Go through the entries below and write each one out exactly.

Dataset items:
────────────────────

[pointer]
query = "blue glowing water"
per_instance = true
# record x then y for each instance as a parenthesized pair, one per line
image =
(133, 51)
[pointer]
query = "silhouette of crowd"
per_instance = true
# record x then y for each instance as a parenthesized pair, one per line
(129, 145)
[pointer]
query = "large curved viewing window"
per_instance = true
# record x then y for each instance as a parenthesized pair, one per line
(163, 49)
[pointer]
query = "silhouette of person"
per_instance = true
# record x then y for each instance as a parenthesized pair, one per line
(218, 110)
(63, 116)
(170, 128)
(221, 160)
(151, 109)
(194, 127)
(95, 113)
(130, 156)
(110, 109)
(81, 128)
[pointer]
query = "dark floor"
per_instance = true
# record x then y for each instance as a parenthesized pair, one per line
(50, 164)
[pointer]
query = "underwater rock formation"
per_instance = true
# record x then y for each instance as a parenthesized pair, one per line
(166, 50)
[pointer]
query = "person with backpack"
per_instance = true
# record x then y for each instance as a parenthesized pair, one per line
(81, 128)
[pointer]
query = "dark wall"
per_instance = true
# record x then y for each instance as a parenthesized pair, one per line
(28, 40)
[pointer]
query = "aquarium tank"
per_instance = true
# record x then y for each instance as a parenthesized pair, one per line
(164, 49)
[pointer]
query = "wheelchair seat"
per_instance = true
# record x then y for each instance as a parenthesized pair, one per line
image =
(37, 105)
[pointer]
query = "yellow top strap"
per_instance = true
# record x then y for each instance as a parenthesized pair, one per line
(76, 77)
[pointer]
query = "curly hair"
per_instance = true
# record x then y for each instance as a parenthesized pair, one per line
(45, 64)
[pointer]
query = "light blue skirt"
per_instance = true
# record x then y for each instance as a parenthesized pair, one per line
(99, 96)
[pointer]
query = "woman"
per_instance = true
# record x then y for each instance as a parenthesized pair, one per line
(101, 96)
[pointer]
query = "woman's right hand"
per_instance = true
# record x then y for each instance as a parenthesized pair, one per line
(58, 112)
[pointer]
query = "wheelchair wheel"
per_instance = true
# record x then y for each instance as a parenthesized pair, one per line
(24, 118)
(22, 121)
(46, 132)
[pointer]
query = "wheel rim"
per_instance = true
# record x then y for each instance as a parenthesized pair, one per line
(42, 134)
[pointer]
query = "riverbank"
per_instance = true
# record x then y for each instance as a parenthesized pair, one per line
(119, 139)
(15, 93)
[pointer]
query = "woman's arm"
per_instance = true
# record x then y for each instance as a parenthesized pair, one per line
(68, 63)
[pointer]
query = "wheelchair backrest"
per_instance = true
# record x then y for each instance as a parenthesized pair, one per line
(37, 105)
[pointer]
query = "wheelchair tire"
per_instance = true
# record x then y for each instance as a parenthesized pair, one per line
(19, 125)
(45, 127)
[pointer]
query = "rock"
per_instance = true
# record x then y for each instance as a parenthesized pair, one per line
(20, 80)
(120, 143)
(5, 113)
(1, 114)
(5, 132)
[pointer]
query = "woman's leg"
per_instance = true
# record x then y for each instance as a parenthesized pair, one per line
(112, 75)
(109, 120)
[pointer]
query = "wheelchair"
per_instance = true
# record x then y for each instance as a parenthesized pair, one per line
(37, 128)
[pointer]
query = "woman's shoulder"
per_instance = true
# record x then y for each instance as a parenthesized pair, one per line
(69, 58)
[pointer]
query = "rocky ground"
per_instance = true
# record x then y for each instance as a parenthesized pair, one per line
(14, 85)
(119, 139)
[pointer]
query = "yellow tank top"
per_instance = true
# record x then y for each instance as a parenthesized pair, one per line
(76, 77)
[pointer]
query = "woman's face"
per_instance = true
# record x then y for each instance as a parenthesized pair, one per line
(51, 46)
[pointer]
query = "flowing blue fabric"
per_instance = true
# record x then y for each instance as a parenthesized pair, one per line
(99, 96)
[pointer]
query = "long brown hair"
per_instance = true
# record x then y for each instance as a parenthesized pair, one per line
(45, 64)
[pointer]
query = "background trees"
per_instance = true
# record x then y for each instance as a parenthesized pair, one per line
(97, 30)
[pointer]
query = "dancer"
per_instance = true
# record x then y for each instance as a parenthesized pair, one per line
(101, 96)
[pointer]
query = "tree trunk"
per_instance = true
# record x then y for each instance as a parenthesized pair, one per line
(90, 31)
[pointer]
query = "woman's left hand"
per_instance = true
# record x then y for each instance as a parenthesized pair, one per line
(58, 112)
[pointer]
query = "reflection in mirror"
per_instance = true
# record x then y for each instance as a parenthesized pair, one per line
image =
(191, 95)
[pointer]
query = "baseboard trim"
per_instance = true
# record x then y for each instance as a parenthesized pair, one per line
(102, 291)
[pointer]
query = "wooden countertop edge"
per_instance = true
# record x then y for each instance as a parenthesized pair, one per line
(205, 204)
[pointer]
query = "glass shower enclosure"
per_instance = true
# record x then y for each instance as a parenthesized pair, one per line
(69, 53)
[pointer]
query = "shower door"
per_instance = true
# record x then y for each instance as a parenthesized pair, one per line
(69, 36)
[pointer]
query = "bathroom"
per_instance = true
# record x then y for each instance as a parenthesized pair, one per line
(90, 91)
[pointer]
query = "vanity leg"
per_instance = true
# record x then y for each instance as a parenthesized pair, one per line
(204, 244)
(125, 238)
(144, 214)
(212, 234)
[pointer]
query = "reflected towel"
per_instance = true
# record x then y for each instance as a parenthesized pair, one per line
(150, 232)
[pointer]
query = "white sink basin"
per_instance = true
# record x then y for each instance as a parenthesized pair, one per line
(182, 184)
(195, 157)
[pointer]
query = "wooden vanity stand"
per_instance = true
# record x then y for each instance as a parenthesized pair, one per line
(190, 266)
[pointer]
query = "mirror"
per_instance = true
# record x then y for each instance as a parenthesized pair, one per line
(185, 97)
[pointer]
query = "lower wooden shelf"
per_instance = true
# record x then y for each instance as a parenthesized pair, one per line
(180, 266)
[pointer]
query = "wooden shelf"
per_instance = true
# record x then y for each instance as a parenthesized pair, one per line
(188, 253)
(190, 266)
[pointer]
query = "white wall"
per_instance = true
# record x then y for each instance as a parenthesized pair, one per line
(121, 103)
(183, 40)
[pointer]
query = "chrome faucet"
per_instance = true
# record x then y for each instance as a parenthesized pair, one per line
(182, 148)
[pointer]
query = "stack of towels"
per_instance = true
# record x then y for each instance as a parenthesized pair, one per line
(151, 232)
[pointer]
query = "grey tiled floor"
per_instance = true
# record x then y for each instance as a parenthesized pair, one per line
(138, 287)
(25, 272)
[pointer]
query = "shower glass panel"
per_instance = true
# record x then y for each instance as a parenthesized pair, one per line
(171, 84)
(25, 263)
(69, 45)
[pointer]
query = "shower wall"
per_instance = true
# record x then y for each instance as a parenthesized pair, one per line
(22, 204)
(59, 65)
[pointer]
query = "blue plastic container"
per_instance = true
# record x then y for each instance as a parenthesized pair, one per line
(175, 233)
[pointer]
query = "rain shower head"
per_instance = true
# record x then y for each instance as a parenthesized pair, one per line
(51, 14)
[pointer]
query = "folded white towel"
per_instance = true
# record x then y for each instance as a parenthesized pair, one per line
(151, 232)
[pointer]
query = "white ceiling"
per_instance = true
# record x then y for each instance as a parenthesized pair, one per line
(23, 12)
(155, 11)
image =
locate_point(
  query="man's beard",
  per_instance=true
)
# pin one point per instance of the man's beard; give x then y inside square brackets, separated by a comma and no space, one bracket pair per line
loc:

────────────────────

Result of the exercise:
[pointer]
query = "blue glowing water"
per_instance = true
# record x then y for each instance as a parenthesized pair, one per line
image =
(133, 51)
[pointer]
query = "silhouette of crowd"
per_instance = true
# record x then y for each instance as a parenthesized pair, one per line
(129, 145)
[pointer]
query = "large curved viewing window"
per_instance = true
# record x then y for each instance as a parenthesized pair, one per line
(163, 49)
[pointer]
query = "silhouette of person"
per_instance = true
# record x then y for each instance as a parenthesized pair, one per line
(218, 110)
(63, 116)
(170, 128)
(221, 160)
(151, 109)
(194, 127)
(95, 113)
(130, 156)
(110, 109)
(81, 128)
[pointer]
query = "dark floor"
per_instance = true
# record x then y for each instance as a parenthesized pair, one per line
(50, 164)
[pointer]
query = "underwater rock formation"
per_instance = true
# record x then y for each instance as a parenthesized pair, one per line
(166, 50)
[pointer]
query = "person with backpack"
per_instance = true
# record x then y for each instance as a parenthesized pair, one per line
(81, 128)
[pointer]
query = "dark wall"
per_instance = true
# record x then y for each instance as a parenthesized pair, one per line
(28, 40)
[pointer]
query = "aquarium tank"
per_instance = true
# record x then y for each instance as a parenthesized pair, one per line
(164, 49)
[pointer]
query = "wheelchair seat"
per_instance = true
# record x then y for each instance as a parenthesized pair, one per line
image =
(37, 105)
[pointer]
query = "yellow top strap"
per_instance = true
# record x then y for each instance as a parenthesized pair, one per line
(76, 77)
[pointer]
query = "curly hair"
per_instance = true
# record x then y for each instance as a parenthesized pair, one per line
(45, 64)
[pointer]
query = "light blue skirt"
per_instance = true
# record x then y for each instance as a parenthesized pair, one per line
(99, 96)
[pointer]
query = "woman"
per_instance = true
# record x then y for each instance as a parenthesized pair, one per line
(101, 96)
[pointer]
query = "woman's right hand"
per_instance = true
# record x then y for each instance as a parenthesized pair, one per line
(58, 112)
[pointer]
query = "wheelchair wheel"
per_instance = true
# record x then y for each instance as a parenthesized pair, one per line
(24, 118)
(22, 121)
(46, 132)
[pointer]
query = "wheel rim"
per_instance = true
# record x then y for each instance as a parenthesized pair, one per line
(42, 134)
[pointer]
query = "riverbank"
per_instance = true
# record x then y for each instance as a parenthesized pair, one per line
(119, 139)
(15, 93)
[pointer]
query = "woman's arm"
per_instance = true
# record x then y for each instance as a parenthesized pair, one per line
(68, 63)
[pointer]
query = "wheelchair backrest"
per_instance = true
# record x then y for each instance as a parenthesized pair, one per line
(37, 105)
[pointer]
query = "wheelchair tire"
per_instance = true
# record x then y for each instance as a parenthesized pair, one per line
(19, 125)
(45, 127)
[pointer]
query = "rock"
per_instance = true
# record x then y for each instance as a parenthesized pair, one per line
(20, 80)
(120, 143)
(5, 113)
(1, 114)
(5, 132)
[pointer]
query = "woman's leg"
per_instance = true
# record x then y for each instance as a parenthesized pair, one per line
(112, 75)
(109, 120)
[pointer]
query = "wheelchair"
per_instance = true
# record x then y for each instance as a parenthesized pair, one per line
(37, 128)
[pointer]
query = "woman's shoulder"
per_instance = true
# record x then y for each instance as a parenthesized pair, one per line
(69, 58)
[pointer]
query = "rocky ground"
per_instance = true
# record x then y for each instance as a parenthesized pair, one per line
(14, 85)
(119, 139)
[pointer]
query = "yellow tank top"
per_instance = true
# record x then y for each instance as a parenthesized pair, one per line
(76, 77)
[pointer]
query = "woman's face"
per_instance = true
# record x then y for each instance as a parenthesized pair, one per line
(51, 46)
[pointer]
query = "flowing blue fabric"
per_instance = true
# record x then y for each instance as a parenthesized pair, one per line
(99, 96)
[pointer]
query = "long brown hair"
per_instance = true
# record x then y for each instance as a parenthesized pair, one per line
(45, 64)
[pointer]
query = "background trees"
per_instance = true
# record x then y for each instance as a parenthesized pair, one per line
(97, 30)
[pointer]
query = "dancer"
per_instance = true
# record x then y for each instance as a parenthesized pair, one per line
(101, 96)
[pointer]
query = "tree trunk"
per_instance = true
# record x then y for each instance as a parenthesized pair, one per line
(90, 31)
[pointer]
query = "woman's left hand"
per_instance = true
# record x then y for each instance as a parenthesized pair, one per line
(58, 112)
[pointer]
query = "reflection in mirror"
per_instance = true
# record x then y for each instance as a parenthesized pair, one per line
image =
(191, 95)
[pointer]
query = "baseboard trim"
per_instance = true
# record x then y for each instance as a parenthesized pair, one per line
(102, 291)
[pointer]
query = "wooden countertop edge"
per_instance = true
# record x then y for each instance as a parenthesized pair, one per line
(205, 204)
[pointer]
query = "glass shower enclosure"
per_instance = true
# record x then y for each instance as a parenthesized pair, one per line
(69, 53)
[pointer]
query = "shower door"
per_instance = true
# record x then y for each instance as a parenthesized pair, one per line
(69, 36)
[pointer]
query = "bathroom"
per_instance = true
# record x then y for each instance as a parenthesized pair, one per line
(90, 91)
[pointer]
query = "vanity leg"
per_instance = true
# record x then y for each instance as a parenthesized pair, one per line
(204, 244)
(125, 238)
(144, 214)
(212, 234)
[pointer]
query = "reflected towel"
per_instance = true
# record x then y for each instance as a parenthesized pair, one per line
(150, 232)
[pointer]
query = "white sink basin"
per_instance = true
# record x then y for each instance as a parenthesized pair, one per line
(182, 184)
(195, 157)
[pointer]
query = "wooden vanity stand"
per_instance = true
# record x then y for each instance as a parenthesized pair, one per line
(190, 266)
[pointer]
query = "mirror"
per_instance = true
# record x then y for each instance as a parenthesized pair, one per line
(185, 97)
[pointer]
query = "lower wooden shelf"
per_instance = true
# record x then y for each instance as a parenthesized pair, one per line
(180, 266)
[pointer]
query = "wooden shelf"
per_instance = true
# record x then y for each instance as a parenthesized pair, one per line
(188, 253)
(190, 266)
[pointer]
query = "white wall"
per_instance = true
# record x then y for each instance as a parenthesized pair, one per line
(121, 103)
(183, 40)
[pointer]
query = "chrome faucet"
per_instance = true
# record x then y for each instance as a parenthesized pair, one per line
(182, 148)
[pointer]
query = "stack of towels"
per_instance = true
# record x then y for each instance as a parenthesized pair, one per line
(151, 232)
[pointer]
query = "grey tiled floor"
per_instance = true
# record x then y for each instance as a parenthesized pair, one per line
(138, 287)
(25, 272)
[pointer]
query = "shower glass panel"
per_instance = true
# record x then y for each instance as a parenthesized pair, one per line
(171, 84)
(25, 263)
(69, 45)
[pointer]
query = "shower wall"
per_instance = true
# record x then y for each instance as a parenthesized pair, one per line
(22, 204)
(59, 65)
[pointer]
query = "blue plastic container"
per_instance = true
# record x then y for each instance as a parenthesized pair, one per line
(175, 233)
[pointer]
query = "rain shower head"
per_instance = true
# record x then y for each instance as a parenthesized pair, one per line
(51, 14)
[pointer]
query = "folded white towel"
per_instance = true
# record x then y for each instance as a parenthesized pair, one per line
(151, 232)
[pointer]
query = "white ceiling"
per_instance = true
# record x then y for each instance as a parenthesized pair, one per line
(23, 12)
(155, 11)
image =
locate_point(
  query="man's beard",
  per_instance=true
)
# pin one point per instance of the man's beard; give x then y inside square brackets, separated by a comma and no space, one bracket pair per line
loc:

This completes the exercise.